Problem details:
Find the line containing "If you could mark the cloudy", then output it and every line after it through the end of the listing below, exactly as written.

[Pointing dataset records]
* begin *
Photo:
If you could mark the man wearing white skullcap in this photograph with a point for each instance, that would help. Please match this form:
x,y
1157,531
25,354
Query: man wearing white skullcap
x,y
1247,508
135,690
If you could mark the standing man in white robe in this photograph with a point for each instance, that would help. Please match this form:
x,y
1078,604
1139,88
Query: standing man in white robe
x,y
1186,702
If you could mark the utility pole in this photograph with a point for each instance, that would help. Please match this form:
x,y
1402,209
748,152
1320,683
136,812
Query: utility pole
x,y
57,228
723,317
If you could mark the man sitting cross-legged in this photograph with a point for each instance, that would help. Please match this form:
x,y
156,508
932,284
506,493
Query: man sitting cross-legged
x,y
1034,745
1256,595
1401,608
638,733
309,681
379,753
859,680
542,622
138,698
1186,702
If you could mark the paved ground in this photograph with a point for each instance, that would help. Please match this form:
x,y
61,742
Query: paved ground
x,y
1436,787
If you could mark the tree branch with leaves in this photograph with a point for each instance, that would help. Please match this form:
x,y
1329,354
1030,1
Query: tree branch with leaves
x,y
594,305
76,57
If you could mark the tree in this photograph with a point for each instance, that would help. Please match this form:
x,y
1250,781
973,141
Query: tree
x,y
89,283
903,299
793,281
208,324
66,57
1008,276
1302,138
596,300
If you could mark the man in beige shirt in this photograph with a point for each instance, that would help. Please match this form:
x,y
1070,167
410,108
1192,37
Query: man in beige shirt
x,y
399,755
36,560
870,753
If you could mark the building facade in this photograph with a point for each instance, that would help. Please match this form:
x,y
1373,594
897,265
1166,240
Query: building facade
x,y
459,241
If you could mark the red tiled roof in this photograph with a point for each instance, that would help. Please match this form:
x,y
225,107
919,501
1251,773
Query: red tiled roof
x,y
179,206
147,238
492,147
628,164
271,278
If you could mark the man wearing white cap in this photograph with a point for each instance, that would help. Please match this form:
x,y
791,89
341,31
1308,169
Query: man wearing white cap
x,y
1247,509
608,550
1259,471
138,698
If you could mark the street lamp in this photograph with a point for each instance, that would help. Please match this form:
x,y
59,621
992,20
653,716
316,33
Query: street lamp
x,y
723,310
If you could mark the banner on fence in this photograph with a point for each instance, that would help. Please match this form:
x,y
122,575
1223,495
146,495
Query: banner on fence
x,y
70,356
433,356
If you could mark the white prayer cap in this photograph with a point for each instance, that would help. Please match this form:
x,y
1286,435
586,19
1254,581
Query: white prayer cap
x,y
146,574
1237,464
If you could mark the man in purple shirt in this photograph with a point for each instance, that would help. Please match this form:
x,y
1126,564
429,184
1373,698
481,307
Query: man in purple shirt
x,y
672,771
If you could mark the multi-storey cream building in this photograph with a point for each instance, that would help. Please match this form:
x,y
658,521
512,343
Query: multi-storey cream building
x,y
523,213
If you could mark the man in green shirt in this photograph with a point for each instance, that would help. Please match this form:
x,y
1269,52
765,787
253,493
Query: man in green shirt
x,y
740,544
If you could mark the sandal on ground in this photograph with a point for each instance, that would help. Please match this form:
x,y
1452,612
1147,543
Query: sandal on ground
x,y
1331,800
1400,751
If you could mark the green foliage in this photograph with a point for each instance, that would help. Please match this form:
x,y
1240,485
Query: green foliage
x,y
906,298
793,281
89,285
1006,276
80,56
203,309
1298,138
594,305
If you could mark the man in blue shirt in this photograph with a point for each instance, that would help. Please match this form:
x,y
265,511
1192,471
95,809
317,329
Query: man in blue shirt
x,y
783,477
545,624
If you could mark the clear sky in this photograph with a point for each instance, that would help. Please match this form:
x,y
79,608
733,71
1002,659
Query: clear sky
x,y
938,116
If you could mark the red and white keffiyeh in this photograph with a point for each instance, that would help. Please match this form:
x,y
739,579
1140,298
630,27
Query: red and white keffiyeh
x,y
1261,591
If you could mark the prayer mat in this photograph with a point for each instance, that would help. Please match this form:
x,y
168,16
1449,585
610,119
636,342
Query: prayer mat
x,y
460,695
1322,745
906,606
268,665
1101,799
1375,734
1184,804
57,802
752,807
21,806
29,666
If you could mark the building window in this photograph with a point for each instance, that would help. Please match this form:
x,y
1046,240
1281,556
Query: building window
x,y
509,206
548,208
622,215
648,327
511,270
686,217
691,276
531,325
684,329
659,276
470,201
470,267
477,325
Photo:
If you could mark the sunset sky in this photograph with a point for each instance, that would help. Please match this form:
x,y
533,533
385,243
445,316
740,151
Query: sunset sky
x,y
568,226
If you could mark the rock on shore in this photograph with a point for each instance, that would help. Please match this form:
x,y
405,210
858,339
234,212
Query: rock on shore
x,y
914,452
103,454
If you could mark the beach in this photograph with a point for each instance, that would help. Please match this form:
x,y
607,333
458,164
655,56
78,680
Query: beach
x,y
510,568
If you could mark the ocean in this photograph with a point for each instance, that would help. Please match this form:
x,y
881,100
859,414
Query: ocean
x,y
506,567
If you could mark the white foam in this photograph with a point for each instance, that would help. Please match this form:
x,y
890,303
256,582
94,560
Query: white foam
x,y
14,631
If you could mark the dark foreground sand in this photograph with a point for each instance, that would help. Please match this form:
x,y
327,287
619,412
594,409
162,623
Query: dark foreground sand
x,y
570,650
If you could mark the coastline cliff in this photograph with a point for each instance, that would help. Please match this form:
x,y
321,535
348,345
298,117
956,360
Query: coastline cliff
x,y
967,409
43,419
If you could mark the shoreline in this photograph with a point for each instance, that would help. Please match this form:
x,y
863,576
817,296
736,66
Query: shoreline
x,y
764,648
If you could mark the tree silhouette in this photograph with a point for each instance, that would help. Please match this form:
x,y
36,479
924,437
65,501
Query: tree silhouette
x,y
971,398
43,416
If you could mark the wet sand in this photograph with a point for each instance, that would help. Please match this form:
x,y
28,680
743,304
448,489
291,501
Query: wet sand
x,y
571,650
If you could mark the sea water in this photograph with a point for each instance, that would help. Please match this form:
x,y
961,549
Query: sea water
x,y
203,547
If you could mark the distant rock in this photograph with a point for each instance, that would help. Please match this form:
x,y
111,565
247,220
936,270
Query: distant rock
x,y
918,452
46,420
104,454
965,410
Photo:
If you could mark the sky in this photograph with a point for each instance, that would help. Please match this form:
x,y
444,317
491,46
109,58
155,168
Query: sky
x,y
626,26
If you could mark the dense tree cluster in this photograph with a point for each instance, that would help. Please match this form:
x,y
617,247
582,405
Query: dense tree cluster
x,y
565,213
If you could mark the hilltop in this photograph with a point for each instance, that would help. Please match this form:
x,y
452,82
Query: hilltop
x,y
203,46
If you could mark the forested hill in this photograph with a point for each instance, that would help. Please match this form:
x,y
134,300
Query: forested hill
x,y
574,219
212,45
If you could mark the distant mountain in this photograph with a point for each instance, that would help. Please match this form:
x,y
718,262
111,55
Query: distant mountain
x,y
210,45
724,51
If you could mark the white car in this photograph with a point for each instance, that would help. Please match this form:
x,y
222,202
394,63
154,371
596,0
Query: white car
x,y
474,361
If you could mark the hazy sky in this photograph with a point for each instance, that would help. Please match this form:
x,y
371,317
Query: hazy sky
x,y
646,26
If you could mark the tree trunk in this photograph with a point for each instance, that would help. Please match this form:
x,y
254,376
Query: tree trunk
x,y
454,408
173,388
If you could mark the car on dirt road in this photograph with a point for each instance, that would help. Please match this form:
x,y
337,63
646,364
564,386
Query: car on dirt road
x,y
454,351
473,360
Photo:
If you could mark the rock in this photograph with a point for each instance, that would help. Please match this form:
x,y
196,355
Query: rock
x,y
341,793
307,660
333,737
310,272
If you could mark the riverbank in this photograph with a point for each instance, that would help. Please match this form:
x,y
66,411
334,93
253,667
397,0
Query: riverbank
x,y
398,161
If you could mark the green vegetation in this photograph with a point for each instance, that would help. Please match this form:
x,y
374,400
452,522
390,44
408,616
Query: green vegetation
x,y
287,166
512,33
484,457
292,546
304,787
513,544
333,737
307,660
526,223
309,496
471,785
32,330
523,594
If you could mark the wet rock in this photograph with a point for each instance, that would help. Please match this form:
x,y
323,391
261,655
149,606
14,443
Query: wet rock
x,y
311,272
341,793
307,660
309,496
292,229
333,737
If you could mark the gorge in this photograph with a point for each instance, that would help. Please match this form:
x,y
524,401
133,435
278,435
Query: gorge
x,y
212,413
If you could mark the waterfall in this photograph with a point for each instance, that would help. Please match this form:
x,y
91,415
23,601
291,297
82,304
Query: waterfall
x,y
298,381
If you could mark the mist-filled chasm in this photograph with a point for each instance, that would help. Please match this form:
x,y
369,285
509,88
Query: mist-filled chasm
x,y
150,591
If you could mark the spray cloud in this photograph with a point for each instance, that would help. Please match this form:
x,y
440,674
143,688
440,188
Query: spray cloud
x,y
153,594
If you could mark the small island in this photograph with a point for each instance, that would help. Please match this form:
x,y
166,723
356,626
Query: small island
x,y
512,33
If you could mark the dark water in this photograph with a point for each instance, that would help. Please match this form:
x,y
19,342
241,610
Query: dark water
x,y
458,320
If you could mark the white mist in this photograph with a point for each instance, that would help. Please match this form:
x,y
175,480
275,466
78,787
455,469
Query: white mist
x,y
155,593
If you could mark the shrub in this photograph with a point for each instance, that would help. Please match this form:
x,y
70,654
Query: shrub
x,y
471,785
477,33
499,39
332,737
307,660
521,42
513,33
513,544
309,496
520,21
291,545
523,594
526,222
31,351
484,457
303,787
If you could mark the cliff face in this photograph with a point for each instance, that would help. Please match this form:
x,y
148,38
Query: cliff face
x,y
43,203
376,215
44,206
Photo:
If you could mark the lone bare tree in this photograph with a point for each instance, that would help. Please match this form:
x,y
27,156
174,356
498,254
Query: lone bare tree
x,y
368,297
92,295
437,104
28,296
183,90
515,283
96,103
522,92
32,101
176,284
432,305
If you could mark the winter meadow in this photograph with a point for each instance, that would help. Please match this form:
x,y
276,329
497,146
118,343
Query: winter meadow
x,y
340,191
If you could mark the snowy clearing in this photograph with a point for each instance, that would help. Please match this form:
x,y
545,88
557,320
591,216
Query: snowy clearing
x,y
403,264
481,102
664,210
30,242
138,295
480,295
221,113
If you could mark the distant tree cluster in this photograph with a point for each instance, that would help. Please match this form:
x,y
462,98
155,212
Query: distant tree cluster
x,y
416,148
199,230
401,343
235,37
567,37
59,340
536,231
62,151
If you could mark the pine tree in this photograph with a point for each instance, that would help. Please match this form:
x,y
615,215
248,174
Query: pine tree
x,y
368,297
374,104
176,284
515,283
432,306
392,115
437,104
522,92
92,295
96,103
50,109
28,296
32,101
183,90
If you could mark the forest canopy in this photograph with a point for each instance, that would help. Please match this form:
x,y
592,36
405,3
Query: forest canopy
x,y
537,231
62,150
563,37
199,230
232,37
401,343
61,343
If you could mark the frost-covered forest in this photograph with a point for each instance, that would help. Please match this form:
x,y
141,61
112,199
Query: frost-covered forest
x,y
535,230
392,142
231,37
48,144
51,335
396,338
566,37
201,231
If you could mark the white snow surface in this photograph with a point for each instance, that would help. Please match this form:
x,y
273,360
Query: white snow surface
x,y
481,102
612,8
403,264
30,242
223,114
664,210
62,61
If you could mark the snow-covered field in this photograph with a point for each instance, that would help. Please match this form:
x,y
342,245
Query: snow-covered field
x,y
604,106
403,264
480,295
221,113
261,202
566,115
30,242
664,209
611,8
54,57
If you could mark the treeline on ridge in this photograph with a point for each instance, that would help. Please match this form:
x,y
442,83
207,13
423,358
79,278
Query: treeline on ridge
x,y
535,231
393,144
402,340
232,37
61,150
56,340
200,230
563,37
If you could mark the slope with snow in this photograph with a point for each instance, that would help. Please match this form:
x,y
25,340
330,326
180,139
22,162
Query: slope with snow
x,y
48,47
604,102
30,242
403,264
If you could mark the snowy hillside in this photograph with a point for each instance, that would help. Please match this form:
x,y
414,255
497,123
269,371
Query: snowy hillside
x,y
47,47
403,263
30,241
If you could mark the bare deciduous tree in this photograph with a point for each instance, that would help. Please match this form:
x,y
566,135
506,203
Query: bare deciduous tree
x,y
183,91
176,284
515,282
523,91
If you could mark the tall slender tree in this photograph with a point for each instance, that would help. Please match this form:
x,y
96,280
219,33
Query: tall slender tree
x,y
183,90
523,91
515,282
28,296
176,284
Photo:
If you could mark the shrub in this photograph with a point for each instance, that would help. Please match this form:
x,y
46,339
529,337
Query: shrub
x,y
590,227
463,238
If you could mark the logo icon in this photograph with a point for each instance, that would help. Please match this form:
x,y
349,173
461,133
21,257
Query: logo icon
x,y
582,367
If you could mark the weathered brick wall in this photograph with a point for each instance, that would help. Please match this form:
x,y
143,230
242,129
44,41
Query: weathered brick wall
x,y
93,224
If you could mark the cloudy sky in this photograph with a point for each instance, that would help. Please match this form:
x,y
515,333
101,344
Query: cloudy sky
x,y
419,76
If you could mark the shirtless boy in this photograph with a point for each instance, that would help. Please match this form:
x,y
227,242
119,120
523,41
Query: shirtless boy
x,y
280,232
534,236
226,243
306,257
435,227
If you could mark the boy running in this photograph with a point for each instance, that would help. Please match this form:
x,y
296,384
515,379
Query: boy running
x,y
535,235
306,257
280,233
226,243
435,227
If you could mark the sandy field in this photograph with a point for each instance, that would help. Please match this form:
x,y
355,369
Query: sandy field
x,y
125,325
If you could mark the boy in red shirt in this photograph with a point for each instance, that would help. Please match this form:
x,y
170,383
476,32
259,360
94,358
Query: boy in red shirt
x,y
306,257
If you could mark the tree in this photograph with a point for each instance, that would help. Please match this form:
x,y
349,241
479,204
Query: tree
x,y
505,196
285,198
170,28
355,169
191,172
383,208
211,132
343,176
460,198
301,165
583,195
* end *
Task solution:
If you could mark the cloudy sky in this photograph with a point for each instance, that would help. Please match this form:
x,y
515,333
101,344
Query: cloudy sky
x,y
419,76
If you could mark the shirtless boy in this photograph with a point for each instance, that would help. Please match this form:
x,y
227,242
119,120
523,41
Query: shirtless boy
x,y
280,232
534,236
226,243
306,257
435,227
If you could mark the boy running in this photograph with a point for each instance, that would help. Please match this form:
x,y
296,384
515,379
Query: boy running
x,y
535,235
306,257
280,233
226,243
435,227
If you could mark the sandy field in this photograph with a point for each instance, that would help. Please match this form:
x,y
355,369
Query: sandy field
x,y
125,325
If you could mark the boy in red shirt in this photograph with a point for each instance, that would help. Please match this form:
x,y
170,383
476,32
259,360
94,358
Query: boy in red shirt
x,y
306,257
If you could mark the tree in this photograph with a point for each instance, that would help. Please match this form:
x,y
349,241
479,204
Query: tree
x,y
505,196
285,198
170,28
355,169
191,172
383,208
211,132
343,176
460,198
301,165
583,195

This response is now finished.